▸ **Records to process**
**********

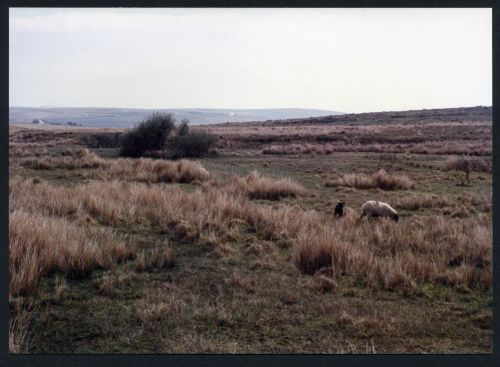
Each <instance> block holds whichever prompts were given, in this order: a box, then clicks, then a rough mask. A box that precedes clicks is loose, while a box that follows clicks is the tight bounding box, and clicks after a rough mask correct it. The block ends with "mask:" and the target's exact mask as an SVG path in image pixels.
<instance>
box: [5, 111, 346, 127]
mask: <svg viewBox="0 0 500 367" xmlns="http://www.w3.org/2000/svg"><path fill="white" fill-rule="evenodd" d="M155 111H158V112H167V113H172V114H173V115H174V116H175V118H176V119H178V120H179V121H180V120H182V119H188V120H189V121H190V122H191V124H193V125H199V124H214V123H221V122H228V121H233V122H243V121H263V120H276V119H289V118H304V117H310V116H326V115H335V114H338V113H339V112H335V111H326V110H314V109H306V108H274V109H272V108H270V109H232V110H230V109H217V108H213V109H208V108H205V109H203V108H196V109H195V108H193V109H187V108H185V109H157V110H153V109H134V108H90V107H89V108H55V107H10V108H9V121H10V122H11V123H31V122H32V121H33V119H44V120H46V121H47V123H51V124H53V123H57V124H63V125H66V123H67V122H68V121H71V122H74V123H77V124H81V125H82V126H84V127H98V128H130V127H133V126H134V124H135V123H137V122H139V121H141V120H143V119H144V118H146V117H147V116H148V115H150V114H151V113H153V112H155Z"/></svg>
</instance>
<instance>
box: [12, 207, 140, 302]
mask: <svg viewBox="0 0 500 367" xmlns="http://www.w3.org/2000/svg"><path fill="white" fill-rule="evenodd" d="M9 234H10V239H9V270H10V288H9V290H10V294H11V295H13V296H17V295H21V294H26V293H33V292H34V291H35V290H36V288H37V285H38V282H39V280H40V277H41V276H43V275H46V274H50V273H52V272H54V271H60V272H62V273H63V274H65V275H66V276H68V277H81V276H86V275H88V274H89V273H90V272H91V271H92V270H93V269H95V268H111V267H112V266H114V265H115V263H116V261H118V260H121V259H126V258H129V257H131V256H132V255H133V254H134V251H133V249H132V247H131V246H127V245H126V244H125V243H124V242H123V241H120V240H119V239H118V238H117V237H116V236H115V235H114V233H113V232H112V231H111V230H109V229H105V230H104V229H99V228H93V227H92V228H91V227H82V226H79V225H77V224H75V223H73V222H70V221H68V220H67V219H64V218H54V217H48V216H44V215H43V214H39V213H34V212H28V211H25V210H20V209H17V210H13V211H11V212H10V214H9Z"/></svg>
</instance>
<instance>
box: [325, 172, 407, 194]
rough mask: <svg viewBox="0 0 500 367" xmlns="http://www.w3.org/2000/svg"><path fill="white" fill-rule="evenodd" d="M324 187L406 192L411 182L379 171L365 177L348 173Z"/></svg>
mask: <svg viewBox="0 0 500 367" xmlns="http://www.w3.org/2000/svg"><path fill="white" fill-rule="evenodd" d="M326 186H330V187H336V186H347V187H355V188H357V189H362V190H366V189H374V188H379V189H382V190H398V189H400V190H408V189H411V188H413V186H414V184H413V181H412V180H410V179H409V178H408V177H407V176H404V175H395V174H389V173H387V172H386V171H385V170H379V171H378V172H376V173H373V174H371V175H367V174H364V173H348V174H344V175H343V176H342V177H340V178H339V179H337V180H335V181H330V182H327V183H326Z"/></svg>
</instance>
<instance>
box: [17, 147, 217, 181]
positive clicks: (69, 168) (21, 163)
mask: <svg viewBox="0 0 500 367" xmlns="http://www.w3.org/2000/svg"><path fill="white" fill-rule="evenodd" d="M20 164H21V165H22V166H23V167H26V168H31V169H37V170H51V169H58V168H59V169H68V170H74V169H89V170H91V171H90V172H88V173H87V175H88V176H90V177H93V178H100V179H114V178H124V179H133V180H137V181H141V182H150V183H158V182H187V183H189V182H193V181H204V180H207V179H208V178H209V177H210V174H209V173H208V171H207V170H206V169H204V168H203V166H202V165H201V164H200V163H198V162H193V161H189V160H185V159H182V160H180V161H167V160H154V159H147V158H140V159H131V158H120V159H115V160H107V159H103V158H100V157H99V156H97V155H96V154H94V153H92V152H89V150H88V149H80V150H77V151H75V152H74V153H73V154H71V155H70V156H66V157H52V156H45V157H42V158H26V159H22V160H21V161H20Z"/></svg>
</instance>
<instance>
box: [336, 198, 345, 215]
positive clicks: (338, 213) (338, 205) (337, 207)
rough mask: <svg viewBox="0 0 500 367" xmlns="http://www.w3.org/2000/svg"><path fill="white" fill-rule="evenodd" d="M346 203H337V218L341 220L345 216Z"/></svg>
mask: <svg viewBox="0 0 500 367" xmlns="http://www.w3.org/2000/svg"><path fill="white" fill-rule="evenodd" d="M344 205H345V203H344V202H339V203H337V206H335V217H336V218H340V217H343V216H344Z"/></svg>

**********

Top to bottom, retype the listing exactly but drop every picture.

Each <instance> block holds whichever prompts were given, in this order: a box, then clicks, then a rough mask. A box that precedes clicks is loose, while a box that follows clicks is the tight bounding box, and clicks after a rough mask correct it. The block ends with "mask:" and the target's exact mask as an SVG path in image pixels.
<instance>
box: [5, 111, 346, 127]
mask: <svg viewBox="0 0 500 367" xmlns="http://www.w3.org/2000/svg"><path fill="white" fill-rule="evenodd" d="M155 111H158V112H167V113H172V114H173V115H174V116H175V118H176V119H178V120H179V121H180V120H182V119H188V120H189V121H190V122H191V124H193V125H199V124H214V123H221V122H228V121H233V122H243V121H263V120H276V119H289V118H304V117H310V116H326V115H335V114H338V113H339V112H335V111H326V110H314V109H306V108H274V109H272V108H270V109H232V110H230V109H217V108H213V109H208V108H205V109H203V108H196V109H195V108H193V109H187V108H185V109H157V110H153V109H134V108H90V107H89V108H55V107H10V108H9V121H10V122H11V123H31V122H32V121H33V119H44V120H46V121H47V123H51V124H53V123H57V124H63V125H66V123H67V122H68V121H71V122H74V123H77V124H81V125H82V126H84V127H98V128H130V127H133V126H134V124H135V123H137V122H139V121H141V120H143V119H144V118H146V117H147V116H148V115H150V114H151V113H153V112H155Z"/></svg>
</instance>
<instance>
box: [12, 207, 140, 302]
mask: <svg viewBox="0 0 500 367" xmlns="http://www.w3.org/2000/svg"><path fill="white" fill-rule="evenodd" d="M9 234H10V239H9V270H10V288H9V290H10V294H11V295H13V296H17V295H21V294H26V293H33V292H34V291H35V290H36V288H37V285H38V282H39V280H40V277H41V276H43V275H46V274H50V273H52V272H54V271H60V272H62V273H63V274H65V275H66V276H68V277H81V276H86V275H88V274H89V273H90V272H91V271H92V270H93V269H95V268H111V267H112V266H114V265H115V263H116V261H118V260H121V259H126V258H129V257H131V256H132V255H133V254H134V251H133V249H132V247H131V246H127V245H126V244H125V243H124V242H123V241H120V240H119V239H118V238H117V237H116V236H115V235H114V233H113V232H112V231H111V230H109V229H105V230H104V229H99V228H93V227H92V228H91V227H82V226H79V225H77V224H75V223H73V222H70V221H68V220H67V219H64V218H54V217H48V216H44V215H43V214H39V213H34V212H28V211H25V210H20V209H17V210H13V211H11V212H10V214H9Z"/></svg>
</instance>
<instance>
box: [325, 172, 407, 194]
rough mask: <svg viewBox="0 0 500 367" xmlns="http://www.w3.org/2000/svg"><path fill="white" fill-rule="evenodd" d="M324 187L406 192L411 182L379 171L365 177L348 173Z"/></svg>
mask: <svg viewBox="0 0 500 367" xmlns="http://www.w3.org/2000/svg"><path fill="white" fill-rule="evenodd" d="M326 186H330V187H336V186H347V187H355V188H357V189H362V190H366V189H374V188H379V189H382V190H398V189H400V190H408V189H411V188H413V186H414V184H413V181H412V180H410V179H409V178H408V177H407V176H404V175H395V174H389V173H387V172H386V171H385V170H379V171H378V172H376V173H373V174H371V175H367V174H364V173H348V174H344V175H343V176H342V177H340V178H339V179H337V180H335V181H330V182H327V183H326Z"/></svg>
</instance>
<instance>
box: [17, 147, 217, 181]
positive clicks: (69, 168) (21, 163)
mask: <svg viewBox="0 0 500 367" xmlns="http://www.w3.org/2000/svg"><path fill="white" fill-rule="evenodd" d="M20 164H21V165H22V166H23V167H26V168H31V169H37V170H51V169H58V168H59V169H68V170H74V169H89V170H91V171H90V172H88V173H87V175H88V176H90V177H93V178H100V179H114V178H124V179H133V180H137V181H141V182H150V183H158V182H187V183H189V182H193V181H204V180H207V179H208V178H209V177H210V174H209V173H208V171H207V170H206V169H204V168H203V166H202V165H201V164H200V163H198V162H193V161H189V160H185V159H182V160H180V161H167V160H154V159H147V158H140V159H131V158H120V159H115V160H107V159H103V158H100V157H99V156H97V155H96V154H94V153H92V152H89V150H88V149H80V150H77V151H75V152H74V153H73V154H71V155H70V156H66V157H52V156H45V157H42V158H26V159H22V160H21V161H20Z"/></svg>
</instance>
<instance>
box: [336, 198, 345, 215]
positive clicks: (338, 213) (338, 205) (337, 207)
rough mask: <svg viewBox="0 0 500 367" xmlns="http://www.w3.org/2000/svg"><path fill="white" fill-rule="evenodd" d="M346 203H337V218L341 220L345 216Z"/></svg>
mask: <svg viewBox="0 0 500 367" xmlns="http://www.w3.org/2000/svg"><path fill="white" fill-rule="evenodd" d="M344 205H345V203H344V202H339V203H337V206H335V217H336V218H340V217H343V216H344Z"/></svg>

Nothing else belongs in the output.